WHAT THIS TASK INVOLVES:
Render every line of the listing below as a Markdown table with the columns Index and Content. Number each line in Index, put the line itself in Content, and skip blank lines.

RECORDS FOR THIS TASK:
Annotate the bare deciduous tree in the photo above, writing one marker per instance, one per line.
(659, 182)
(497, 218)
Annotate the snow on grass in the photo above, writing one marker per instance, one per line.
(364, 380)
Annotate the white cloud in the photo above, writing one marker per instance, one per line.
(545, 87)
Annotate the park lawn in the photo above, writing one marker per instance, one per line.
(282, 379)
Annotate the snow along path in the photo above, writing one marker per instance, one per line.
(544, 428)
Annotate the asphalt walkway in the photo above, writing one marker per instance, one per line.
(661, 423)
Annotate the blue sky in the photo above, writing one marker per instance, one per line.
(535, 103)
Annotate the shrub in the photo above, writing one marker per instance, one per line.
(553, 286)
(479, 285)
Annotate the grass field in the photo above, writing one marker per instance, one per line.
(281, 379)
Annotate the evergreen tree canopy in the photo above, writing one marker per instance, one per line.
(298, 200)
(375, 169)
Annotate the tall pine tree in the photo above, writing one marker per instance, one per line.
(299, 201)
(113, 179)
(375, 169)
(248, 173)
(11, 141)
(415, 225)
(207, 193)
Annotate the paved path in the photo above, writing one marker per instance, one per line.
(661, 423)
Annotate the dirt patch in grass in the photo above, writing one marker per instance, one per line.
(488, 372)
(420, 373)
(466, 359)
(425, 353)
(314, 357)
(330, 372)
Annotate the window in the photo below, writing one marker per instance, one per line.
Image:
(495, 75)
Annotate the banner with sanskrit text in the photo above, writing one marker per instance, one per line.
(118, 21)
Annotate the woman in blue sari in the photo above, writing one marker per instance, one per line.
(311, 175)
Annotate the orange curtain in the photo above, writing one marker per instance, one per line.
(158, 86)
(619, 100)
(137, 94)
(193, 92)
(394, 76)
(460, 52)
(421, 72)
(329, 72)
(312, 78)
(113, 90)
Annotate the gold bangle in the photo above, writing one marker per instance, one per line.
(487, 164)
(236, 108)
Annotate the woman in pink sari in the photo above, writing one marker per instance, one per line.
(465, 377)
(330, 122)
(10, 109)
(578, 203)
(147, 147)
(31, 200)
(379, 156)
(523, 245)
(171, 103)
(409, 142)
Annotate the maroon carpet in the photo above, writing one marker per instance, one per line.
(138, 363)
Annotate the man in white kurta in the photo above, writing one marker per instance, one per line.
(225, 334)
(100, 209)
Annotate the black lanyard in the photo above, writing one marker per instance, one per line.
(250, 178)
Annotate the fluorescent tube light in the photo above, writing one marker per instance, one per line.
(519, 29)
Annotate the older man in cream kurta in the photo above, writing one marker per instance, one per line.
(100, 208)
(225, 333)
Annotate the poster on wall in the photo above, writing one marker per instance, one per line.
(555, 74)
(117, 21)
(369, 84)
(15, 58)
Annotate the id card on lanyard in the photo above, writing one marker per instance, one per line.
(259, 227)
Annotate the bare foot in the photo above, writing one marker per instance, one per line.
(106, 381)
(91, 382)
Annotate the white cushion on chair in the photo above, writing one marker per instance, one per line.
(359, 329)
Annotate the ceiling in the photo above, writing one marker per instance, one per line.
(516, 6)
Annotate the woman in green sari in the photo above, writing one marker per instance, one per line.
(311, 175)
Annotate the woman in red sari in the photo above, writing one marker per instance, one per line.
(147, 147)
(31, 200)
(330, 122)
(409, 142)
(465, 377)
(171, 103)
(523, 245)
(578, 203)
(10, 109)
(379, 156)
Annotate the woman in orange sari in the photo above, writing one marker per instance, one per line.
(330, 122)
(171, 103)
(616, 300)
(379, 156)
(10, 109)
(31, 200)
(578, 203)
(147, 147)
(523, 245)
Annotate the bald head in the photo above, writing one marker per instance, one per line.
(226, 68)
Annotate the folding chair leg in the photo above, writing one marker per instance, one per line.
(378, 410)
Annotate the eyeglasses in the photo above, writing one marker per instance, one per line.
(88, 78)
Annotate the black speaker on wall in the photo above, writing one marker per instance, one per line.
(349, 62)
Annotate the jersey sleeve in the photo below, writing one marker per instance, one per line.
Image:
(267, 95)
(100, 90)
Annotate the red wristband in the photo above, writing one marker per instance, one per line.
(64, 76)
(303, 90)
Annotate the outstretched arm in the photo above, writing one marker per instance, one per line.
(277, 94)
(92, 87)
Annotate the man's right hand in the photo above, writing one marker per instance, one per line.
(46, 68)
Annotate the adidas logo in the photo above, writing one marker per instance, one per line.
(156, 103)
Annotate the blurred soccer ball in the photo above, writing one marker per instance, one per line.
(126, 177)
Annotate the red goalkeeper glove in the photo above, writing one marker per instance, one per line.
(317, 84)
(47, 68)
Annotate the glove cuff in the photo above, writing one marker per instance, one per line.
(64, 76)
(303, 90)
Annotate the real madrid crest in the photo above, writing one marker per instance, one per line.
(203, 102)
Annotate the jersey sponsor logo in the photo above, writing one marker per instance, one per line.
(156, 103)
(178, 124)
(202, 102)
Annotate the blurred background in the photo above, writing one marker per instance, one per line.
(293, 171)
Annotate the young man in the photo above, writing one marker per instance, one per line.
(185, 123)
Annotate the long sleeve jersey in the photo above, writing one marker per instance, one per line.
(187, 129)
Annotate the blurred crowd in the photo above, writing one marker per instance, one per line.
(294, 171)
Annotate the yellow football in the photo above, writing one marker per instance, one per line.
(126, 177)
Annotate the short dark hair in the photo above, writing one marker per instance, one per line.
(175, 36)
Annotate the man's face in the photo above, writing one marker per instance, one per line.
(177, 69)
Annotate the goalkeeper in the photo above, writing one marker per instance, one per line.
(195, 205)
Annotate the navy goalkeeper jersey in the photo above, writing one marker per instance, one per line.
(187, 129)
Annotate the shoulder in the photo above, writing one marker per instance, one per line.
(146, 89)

EXERCISE OUTPUT:
| Index | Content |
|---|---|
| 1 | Annotate the bare deciduous tree in the photo above, writing one marker per instance, one per line. |
| 2 | (659, 182) |
| 3 | (497, 218) |
| 4 | Annotate the snow on grass in the photo above, writing one marker per instance, one per line. |
| 5 | (364, 380) |
| 6 | Annotate the white cloud in the photo above, writing one marker per instance, one per line. |
| 7 | (545, 87) |
| 8 | Annotate the park lawn in the photo above, writing one marker per instance, one per line. |
| 9 | (282, 379) |
| 10 | Annotate the snow along path in the photo above, writing one marker per instance, one per line. |
| 11 | (544, 428) |
| 12 | Annotate the asphalt walkway in the photo above, writing one marker per instance, one per line. |
| 13 | (661, 423) |
| 14 | Annotate the blue sky in the photo above, writing one marker per instance, one per line. |
| 15 | (535, 103) |
| 16 | Annotate the shrub in the photo above, writing one marker per instance, one per line. |
| 17 | (553, 286) |
| 18 | (479, 285) |
| 19 | Annotate the grass field in the photo above, writing one marker per instance, one per line. |
| 20 | (281, 379) |
| 21 | Annotate the evergreen tree canopy in the photo above, writing one marker per instance, one per line. |
| 22 | (298, 200) |
| 23 | (375, 169) |
| 24 | Annotate the tall pine tree in the photo above, writing one marker per instance, one per line. |
| 25 | (299, 201) |
| 26 | (113, 179) |
| 27 | (375, 169) |
| 28 | (248, 173) |
| 29 | (11, 141) |
| 30 | (415, 225) |
| 31 | (207, 193) |
| 32 | Annotate the paved path in the photo above, writing one marker per instance, one per line. |
| 33 | (661, 423) |
| 34 | Annotate the dirt patch in grass in the photo above, writing one marker per instance, one per line. |
| 35 | (488, 372) |
| 36 | (420, 373) |
| 37 | (466, 359) |
| 38 | (425, 353) |
| 39 | (314, 357) |
| 40 | (330, 372) |
| 41 | Annotate the window in the photo below, writing one marker per instance, one per line. |
| 42 | Image: |
| 43 | (495, 75) |
| 44 | Annotate the banner with sanskrit text in the photo above, writing one marker per instance, one per line. |
| 45 | (118, 21) |
| 46 | Annotate the woman in blue sari in the photo above, writing one marker per instance, one per line. |
| 47 | (311, 175) |
| 48 | Annotate the orange curtain in the photo above, writing one marker per instance, one per line. |
| 49 | (158, 86) |
| 50 | (619, 100) |
| 51 | (137, 94) |
| 52 | (193, 92) |
| 53 | (394, 76) |
| 54 | (460, 52) |
| 55 | (421, 72) |
| 56 | (329, 72) |
| 57 | (312, 78) |
| 58 | (113, 90) |
| 59 | Annotate the gold bangle in the photo above, writing one marker per instance, one per line. |
| 60 | (487, 164) |
| 61 | (236, 108) |
| 62 | Annotate the woman in pink sari in the photo above, writing one marker per instance, one per line. |
| 63 | (465, 377) |
| 64 | (330, 122) |
| 65 | (10, 109) |
| 66 | (578, 203) |
| 67 | (147, 147) |
| 68 | (31, 200) |
| 69 | (379, 156) |
| 70 | (523, 245) |
| 71 | (171, 103) |
| 72 | (409, 142) |
| 73 | Annotate the maroon carpet in the photo above, writing one marker per instance, one per line. |
| 74 | (138, 363) |
| 75 | Annotate the man in white kurta in the photo above, writing one marker per instance, one per line. |
| 76 | (225, 334) |
| 77 | (100, 209) |
| 78 | Annotate the black lanyard in the photo above, writing one marker per instance, one per line. |
| 79 | (250, 178) |
| 80 | Annotate the fluorescent tube light in the photo above, writing one marker per instance, one per line. |
| 81 | (519, 29) |
| 82 | Annotate the older man in cream kurta in the photo above, writing one marker per instance, one per line. |
| 83 | (100, 208) |
| 84 | (225, 333) |
| 85 | Annotate the poster on wall in the photo above, writing one marker per instance, one per line. |
| 86 | (555, 74) |
| 87 | (117, 21) |
| 88 | (369, 84) |
| 89 | (15, 58) |
| 90 | Annotate the id card on lanyard in the photo above, writing one marker per instance, one per line. |
| 91 | (259, 227) |
| 92 | Annotate the bare foot in the photo above, writing one marker per instance, one per line. |
| 93 | (106, 381) |
| 94 | (91, 382) |
| 95 | Annotate the white cushion on chair in the photo above, writing one marker per instance, one per line. |
| 96 | (359, 329) |
| 97 | Annotate the ceiling in the photo above, writing one marker per instance, one per line. |
| 98 | (516, 6) |
| 99 | Annotate the woman in green sari in the photo above, writing one marker per instance, one per line. |
| 100 | (311, 175) |
| 101 | Annotate the woman in red sari in the photo above, writing one marker per instance, one per line. |
| 102 | (147, 147) |
| 103 | (31, 200) |
| 104 | (330, 122) |
| 105 | (409, 142) |
| 106 | (465, 377) |
| 107 | (171, 103) |
| 108 | (523, 245) |
| 109 | (578, 203) |
| 110 | (10, 109) |
| 111 | (379, 156) |
| 112 | Annotate the woman in orange sari in the photo above, writing one marker per instance, one per line. |
| 113 | (330, 122) |
| 114 | (171, 103) |
| 115 | (616, 300) |
| 116 | (379, 156) |
| 117 | (10, 109) |
| 118 | (31, 200) |
| 119 | (578, 203) |
| 120 | (147, 147) |
| 121 | (523, 245) |
| 122 | Annotate the bald head in the photo above, writing one marker per instance, one per line. |
| 123 | (226, 68) |
| 124 | Annotate the folding chair leg in the photo above, writing one marker per instance, one per line. |
| 125 | (378, 410) |
| 126 | Annotate the eyeglasses in the photo above, writing one marker per instance, one per line. |
| 127 | (88, 78) |
| 128 | Annotate the black speaker on wall in the photo above, writing one marker per instance, one per line. |
| 129 | (349, 62) |
| 130 | Annotate the jersey sleeve in the photo below, writing one marker per instance, one per line. |
| 131 | Image: |
| 132 | (267, 95) |
| 133 | (100, 90) |
| 134 | Annotate the red wristband in the photo above, writing one marker per instance, one per line. |
| 135 | (64, 76) |
| 136 | (303, 90) |
| 137 | Annotate the outstretched arm in the photo above, writing one marker per instance, one per line. |
| 138 | (277, 94) |
| 139 | (92, 87) |
| 140 | Annotate the man's right hand in the photo above, writing one marker per instance, one per line. |
| 141 | (46, 68) |
| 142 | Annotate the adidas logo in the photo above, writing one marker per instance, one per line. |
| 143 | (156, 103) |
| 144 | Annotate the blurred soccer ball in the photo above, writing one marker per instance, one per line. |
| 145 | (126, 177) |
| 146 | Annotate the red goalkeeper glove in the photo above, writing one marker per instance, one per line. |
| 147 | (317, 84) |
| 148 | (47, 68) |
| 149 | Annotate the glove cuff in the photo above, writing one marker per instance, one per line. |
| 150 | (64, 76) |
| 151 | (303, 90) |
| 152 | Annotate the real madrid crest in the photo above, writing one marker per instance, one per line. |
| 153 | (203, 102) |
| 154 | Annotate the jersey sponsor logo in the photo above, writing one marker per instance, one per line. |
| 155 | (156, 103) |
| 156 | (178, 124) |
| 157 | (202, 102) |
| 158 | Annotate the blurred background in the photo above, writing one marker per instance, one per line. |
| 159 | (293, 171) |
| 160 | Annotate the young man in the photo above, writing one marker per instance, one per line. |
| 161 | (185, 123) |
| 162 | Annotate the long sleeve jersey in the photo above, writing one marker per instance, one per line. |
| 163 | (187, 129) |
| 164 | Annotate the blurred crowd in the photo above, writing one marker per instance, one per line. |
| 165 | (294, 171) |
| 166 | Annotate the yellow football in the photo above, writing one marker per instance, one per line. |
| 167 | (126, 177) |
| 168 | Annotate the short dark hair in the photo above, writing one marker per instance, one per line. |
| 169 | (175, 36) |
| 170 | Annotate the man's face in the photo above, writing one marker per instance, one per line. |
| 171 | (177, 69) |
| 172 | Annotate the goalkeeper in the photo above, writing one marker per instance, one per line. |
| 173 | (195, 205) |
| 174 | Annotate the navy goalkeeper jersey in the photo above, writing one marker per instance, one per line. |
| 175 | (187, 129) |
| 176 | Annotate the shoulder in the photo above, writing one marker per instance, one per line. |
| 177 | (146, 89) |